[START OF TASK MATERIAL]

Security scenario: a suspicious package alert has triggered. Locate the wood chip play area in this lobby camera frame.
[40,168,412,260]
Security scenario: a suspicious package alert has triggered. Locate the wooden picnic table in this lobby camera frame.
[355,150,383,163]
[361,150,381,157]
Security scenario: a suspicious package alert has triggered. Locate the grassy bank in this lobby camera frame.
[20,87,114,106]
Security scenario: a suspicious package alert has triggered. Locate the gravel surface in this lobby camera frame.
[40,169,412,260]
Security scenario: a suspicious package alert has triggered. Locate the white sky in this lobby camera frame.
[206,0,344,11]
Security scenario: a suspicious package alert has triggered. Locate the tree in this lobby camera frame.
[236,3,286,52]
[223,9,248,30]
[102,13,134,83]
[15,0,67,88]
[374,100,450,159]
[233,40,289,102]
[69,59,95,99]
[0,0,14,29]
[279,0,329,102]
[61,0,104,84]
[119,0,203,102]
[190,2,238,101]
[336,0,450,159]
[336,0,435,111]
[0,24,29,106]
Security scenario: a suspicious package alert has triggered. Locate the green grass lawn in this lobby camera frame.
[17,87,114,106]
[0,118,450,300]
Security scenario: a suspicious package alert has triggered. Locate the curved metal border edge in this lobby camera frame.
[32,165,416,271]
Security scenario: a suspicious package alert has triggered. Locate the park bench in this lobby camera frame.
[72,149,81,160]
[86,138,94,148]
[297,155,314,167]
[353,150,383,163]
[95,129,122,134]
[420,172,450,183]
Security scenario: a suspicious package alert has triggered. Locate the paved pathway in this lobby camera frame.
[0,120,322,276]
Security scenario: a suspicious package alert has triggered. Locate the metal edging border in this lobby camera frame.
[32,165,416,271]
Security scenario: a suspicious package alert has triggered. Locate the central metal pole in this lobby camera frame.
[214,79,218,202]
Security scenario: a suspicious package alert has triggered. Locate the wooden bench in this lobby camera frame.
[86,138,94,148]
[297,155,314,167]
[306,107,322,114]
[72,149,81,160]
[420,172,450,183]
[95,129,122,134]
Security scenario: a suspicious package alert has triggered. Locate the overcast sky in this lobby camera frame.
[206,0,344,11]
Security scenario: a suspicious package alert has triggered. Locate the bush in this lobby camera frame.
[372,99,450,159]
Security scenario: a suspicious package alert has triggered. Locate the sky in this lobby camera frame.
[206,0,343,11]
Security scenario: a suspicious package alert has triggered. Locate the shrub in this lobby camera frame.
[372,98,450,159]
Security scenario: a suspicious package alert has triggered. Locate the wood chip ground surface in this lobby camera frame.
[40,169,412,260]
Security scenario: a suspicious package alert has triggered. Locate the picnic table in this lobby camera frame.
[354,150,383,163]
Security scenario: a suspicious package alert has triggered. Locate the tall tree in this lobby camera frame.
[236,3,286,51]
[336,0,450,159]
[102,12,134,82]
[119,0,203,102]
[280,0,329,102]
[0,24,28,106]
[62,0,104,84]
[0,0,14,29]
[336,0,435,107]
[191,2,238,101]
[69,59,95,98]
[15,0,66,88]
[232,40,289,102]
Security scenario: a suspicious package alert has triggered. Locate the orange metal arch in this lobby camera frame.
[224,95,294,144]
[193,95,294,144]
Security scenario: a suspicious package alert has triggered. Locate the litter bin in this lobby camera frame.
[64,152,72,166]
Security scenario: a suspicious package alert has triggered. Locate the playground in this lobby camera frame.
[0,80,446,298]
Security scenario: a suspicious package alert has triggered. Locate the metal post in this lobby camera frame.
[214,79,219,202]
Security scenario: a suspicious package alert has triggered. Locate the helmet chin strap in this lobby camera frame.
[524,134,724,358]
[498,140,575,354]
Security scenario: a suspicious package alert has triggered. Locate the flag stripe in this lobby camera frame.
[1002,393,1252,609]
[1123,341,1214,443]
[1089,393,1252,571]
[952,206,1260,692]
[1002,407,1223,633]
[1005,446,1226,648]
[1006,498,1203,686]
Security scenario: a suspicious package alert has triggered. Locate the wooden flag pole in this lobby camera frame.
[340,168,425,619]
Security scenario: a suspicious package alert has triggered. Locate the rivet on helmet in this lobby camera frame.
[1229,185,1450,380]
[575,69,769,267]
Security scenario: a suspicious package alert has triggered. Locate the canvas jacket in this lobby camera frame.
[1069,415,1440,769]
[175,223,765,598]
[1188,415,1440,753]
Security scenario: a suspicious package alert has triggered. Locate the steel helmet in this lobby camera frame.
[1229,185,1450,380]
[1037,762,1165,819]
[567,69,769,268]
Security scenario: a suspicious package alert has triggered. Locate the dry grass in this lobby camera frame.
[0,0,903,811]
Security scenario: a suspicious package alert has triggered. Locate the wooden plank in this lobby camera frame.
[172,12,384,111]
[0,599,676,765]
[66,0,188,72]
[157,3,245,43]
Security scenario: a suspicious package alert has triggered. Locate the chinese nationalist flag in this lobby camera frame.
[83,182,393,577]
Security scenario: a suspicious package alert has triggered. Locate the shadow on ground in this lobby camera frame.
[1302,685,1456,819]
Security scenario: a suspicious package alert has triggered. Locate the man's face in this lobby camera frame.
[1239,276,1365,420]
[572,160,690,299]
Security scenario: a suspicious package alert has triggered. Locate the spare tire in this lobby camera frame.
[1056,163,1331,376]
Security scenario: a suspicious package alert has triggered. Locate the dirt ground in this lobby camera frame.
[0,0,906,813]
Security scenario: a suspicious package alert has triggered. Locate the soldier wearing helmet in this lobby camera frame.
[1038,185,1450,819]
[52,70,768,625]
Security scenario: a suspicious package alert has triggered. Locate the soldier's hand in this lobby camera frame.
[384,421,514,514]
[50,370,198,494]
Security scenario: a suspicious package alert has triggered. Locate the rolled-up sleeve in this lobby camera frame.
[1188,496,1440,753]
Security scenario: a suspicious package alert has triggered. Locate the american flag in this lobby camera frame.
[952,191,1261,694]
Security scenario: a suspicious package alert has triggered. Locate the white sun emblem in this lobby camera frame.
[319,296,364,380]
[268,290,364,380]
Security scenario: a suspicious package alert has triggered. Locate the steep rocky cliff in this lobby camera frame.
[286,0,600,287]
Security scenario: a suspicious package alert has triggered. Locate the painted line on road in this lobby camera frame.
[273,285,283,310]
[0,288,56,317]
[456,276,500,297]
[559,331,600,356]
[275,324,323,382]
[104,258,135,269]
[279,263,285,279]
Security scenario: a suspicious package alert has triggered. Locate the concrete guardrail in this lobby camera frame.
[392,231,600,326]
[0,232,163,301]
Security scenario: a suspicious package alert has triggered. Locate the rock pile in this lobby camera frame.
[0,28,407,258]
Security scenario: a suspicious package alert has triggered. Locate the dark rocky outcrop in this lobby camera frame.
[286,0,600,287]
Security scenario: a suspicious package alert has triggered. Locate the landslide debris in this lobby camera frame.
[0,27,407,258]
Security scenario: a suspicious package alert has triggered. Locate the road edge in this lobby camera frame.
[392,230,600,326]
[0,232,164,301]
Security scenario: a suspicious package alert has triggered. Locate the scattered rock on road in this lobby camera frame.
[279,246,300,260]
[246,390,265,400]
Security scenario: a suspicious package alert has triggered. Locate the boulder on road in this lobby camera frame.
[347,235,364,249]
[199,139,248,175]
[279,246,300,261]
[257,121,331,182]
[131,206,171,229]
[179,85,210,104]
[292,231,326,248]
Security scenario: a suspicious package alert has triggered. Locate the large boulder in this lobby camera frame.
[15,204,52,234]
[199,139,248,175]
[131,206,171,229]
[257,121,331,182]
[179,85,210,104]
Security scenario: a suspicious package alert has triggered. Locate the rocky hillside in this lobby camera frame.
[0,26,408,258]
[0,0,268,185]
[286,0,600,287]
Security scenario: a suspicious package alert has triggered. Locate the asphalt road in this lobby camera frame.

[END OF TASK MATERIAL]

*BRIEF:* Reproduce every line of the material above word for word, changing nothing.

*EXPECTED ANSWER:*
Security scenario: a suspicious package alert has triggered. Locate the wood chip play area in this lobby camera frame.
[40,168,412,260]
Security scenario: a suspicious package alert has triggered. Locate the wooden picnic table in this lobby camera frame.
[355,150,383,163]
[361,150,381,157]
Security scenario: a suspicious package alert has triggered. Locate the grassy bank in this lobby camera frame.
[20,87,114,106]
Security scenario: a suspicious package alert has triggered. Locate the gravel surface in this lobby camera frame.
[40,169,412,260]
Security scenario: a suspicious package alert has triggered. Locate the white sky in this lobby camera frame.
[206,0,344,11]
Security scenario: a suspicious package alert has triggered. Locate the tree in this lobby camera frame.
[236,3,286,52]
[223,9,248,30]
[102,13,134,83]
[15,0,67,88]
[374,100,450,159]
[233,40,289,102]
[69,59,95,99]
[0,0,14,29]
[279,0,329,102]
[61,0,104,84]
[119,0,203,102]
[190,2,238,101]
[336,0,450,159]
[336,0,435,111]
[0,24,29,106]
Security scenario: a suspicious package alert has triggered. Locate the green grass lawn in this lobby camera frame.
[17,87,114,106]
[0,118,450,300]
Security scenario: a suspicious package alert has triggered. Locate the curved metal border edge in this lobby camera frame.
[32,165,416,271]
Security scenario: a suspicious package alert has triggered. Locate the park bench in this lobby camera frame.
[72,149,81,160]
[86,138,94,148]
[297,155,314,167]
[353,150,383,163]
[95,129,122,134]
[420,172,450,183]
Security scenario: a suspicious package alert has triggered. Locate the paved pathway in this lobby camera frame.
[0,120,322,276]
Security scenario: a suspicious package alert has triggered. Locate the metal edging border in this lobby camera frame.
[32,165,416,271]
Security scenario: a suspicious package alert has triggered. Locate the central metal pole in this lobby camera frame.
[214,79,218,202]
Security scenario: a suspicious package alert has triggered. Locate the wooden bench in this lobby camera frame.
[86,138,94,148]
[297,155,314,167]
[306,107,322,114]
[72,149,81,160]
[420,172,450,183]
[95,129,122,134]
Security scenario: a suspicious package alert has triggered. Locate the overcast sky in this lobby camera frame.
[206,0,344,11]
Security scenario: a suspicious package alert has triggered. Locate the bush in this lobby camera frame.
[372,99,450,159]
Security scenario: a suspicious package alert has triggered. Locate the sky in this lobby camera frame.
[206,0,343,11]
Security scenario: a suspicious package alert has triggered. Locate the shrub in this lobby camera frame.
[372,98,450,159]
Security scenario: a suspicious package alert has triggered. Locate the wood chip ground surface in this lobby camera frame.
[40,169,412,260]
Security scenario: a suspicious package alert has triggered. Locate the picnic table in this lobby camera frame.
[354,150,383,163]
Security scenario: a suspicious package alert has triggered. Locate the tall tree in this lobby camera frame.
[236,3,286,51]
[336,0,450,159]
[102,12,134,82]
[119,0,203,102]
[280,0,329,102]
[0,24,28,106]
[62,0,104,84]
[0,0,14,29]
[336,0,435,107]
[191,2,238,101]
[69,59,95,98]
[15,0,66,88]
[232,40,289,102]
Security scenario: a suspicious package alert has triggered. Locate the orange metal arch in this lobby camera frame.
[224,95,294,144]
[193,95,294,144]
Security scenario: a suspicious package alert has triggered. Locate the litter bin in this lobby camera frame.
[64,152,72,166]
Security scenario: a suspicious package alert has triggered. Locate the playground in this lobby camera frame.
[0,80,446,298]
Security scenario: a suspicious package alert has triggered. Locate the metal post in this lobby camera frame.
[214,79,219,202]
Security scenario: a suspicious package alert has triggered. Locate the helmet chin strap in this lobby camera frame.
[524,134,724,358]
[498,140,575,354]
Security scenario: a suspicious package alert has triggered. Locate the flag stripe in this lobby camera frame.
[1002,393,1252,609]
[1123,341,1214,443]
[1089,393,1252,571]
[952,206,1260,692]
[1002,407,1223,633]
[1005,446,1226,648]
[1006,498,1203,686]
Security scenario: a suspicious package alert has triggered. Locate the wooden flag pole in this lobby camera frame.
[340,168,425,619]
Security scenario: a suspicious package alert has triggered. Locate the rivet on helmet in this lobby camera frame.
[1229,185,1450,380]
[575,69,769,267]
Security scenario: a suspicious package alert has triggered. Locate the canvas jacket in this lobby camera frame.
[1069,415,1440,769]
[175,223,765,598]
[1188,415,1440,753]
Security scenario: a suspicious package alert has triggered. Locate the steel helmet in this lobby camera frame.
[1229,185,1450,380]
[1037,762,1165,819]
[567,69,769,268]
Security scenario: a suspicious package alert has triggered. Locate the dry grass in this lobby camera frame.
[0,0,903,811]
Security scenario: a suspicious package alert has triggered. Locate the wooden plank in this lobby camera frame.
[172,12,384,111]
[0,599,676,765]
[66,0,188,72]
[157,3,245,43]
Security scenario: a suspicious package alert has triggered. Locate the chinese nationalist flag in this lobby camera frame.
[83,182,393,577]
Security scenario: a suspicious package alert has triggered. Locate the shadow on ground in this lobby camera frame.
[1302,685,1456,819]
Security scenario: a suspicious package alert has triggered. Locate the man's face in this lobby camera frame.
[1239,276,1365,420]
[572,160,690,299]
Security scenario: a suspicious package alert has triggered. Locate the spare tire in this lobby camera frame.
[1056,163,1331,376]
Security scenario: a suspicious package alert has triggered. Locate the dirt ground in this lobby camera frame.
[0,0,906,813]
Security scenario: a suspicious package alert has triggered. Locate the soldier wearing helmet in this lobby camera frame.
[1038,185,1450,819]
[52,70,768,625]
Security scenario: a suspicious package alert has triggered. Locate the soldier's hand in this lobby camera frame.
[384,421,514,514]
[50,370,198,494]
Security scenario: a suspicious package alert has triggered. Locate the rolled-up sleeve in this lobby camera frame.
[1188,496,1440,753]
Security scenario: a suspicious package alert has triggered. Locate the american flag in this lobby camera frame.
[952,191,1261,694]
Security scenario: a suspicious package alert has triggered. Locate the white sun emblem in this lobby camera frame.
[319,296,364,380]
[268,290,364,380]
Security scenario: a suspicious package alert has triggered. Locate the steep rocky cliff in this lobby camera frame.
[286,0,600,287]
Security scenario: a suspicious package alert has triggered. Locate the painted line on road in this lobby camera frame.
[273,285,283,310]
[0,288,56,317]
[456,276,500,297]
[559,331,600,356]
[275,324,323,382]
[104,258,135,269]
[279,263,285,279]
Security scenario: a suspicious package alert has triggered. Locate the concrete guardrail in this lobby camera frame.
[392,231,600,326]
[0,232,163,301]
Security scenario: a suspicious package alert has triggered. Locate the rock pile in this lobby camera frame.
[0,28,407,258]
Security scenario: a suspicious package alert has triggered. Locate the dark rocky outcrop in this lobby camera frame.
[286,0,600,287]
Security scenario: a suspicious package alert has triggered. Locate the landslide debris in this lobby camera frame.
[0,27,407,258]
Security scenario: a suspicious package alert has triggered. Locate the road edge in this lobby camera frame.
[392,230,600,326]
[0,232,164,301]
Security scenario: a suspicious package alert has triggered. Locate the scattered rock on road in this lobby camera frame.
[279,246,300,260]
[246,390,265,400]
Security scenario: a suspicious package alert has triggered. Locate the boulder on road in this lobby camera frame.
[347,235,364,249]
[199,139,248,175]
[279,246,300,261]
[257,121,331,182]
[131,206,171,229]
[179,85,210,104]
[292,231,326,248]
Security scenario: a suspicious package alert has triggered. Locate the large boulder in this lobby camera frame.
[15,204,52,234]
[199,139,248,175]
[131,206,171,229]
[257,121,331,182]
[179,85,210,104]
Security scenario: a suspicious package alert has triggered. Locate the rocky hillside in this lobby camera frame.
[0,26,408,258]
[0,0,268,185]
[286,0,600,287]
Security scenario: a suspicious package alert has triggered. Locate the asphalt road in this lobby camera frame.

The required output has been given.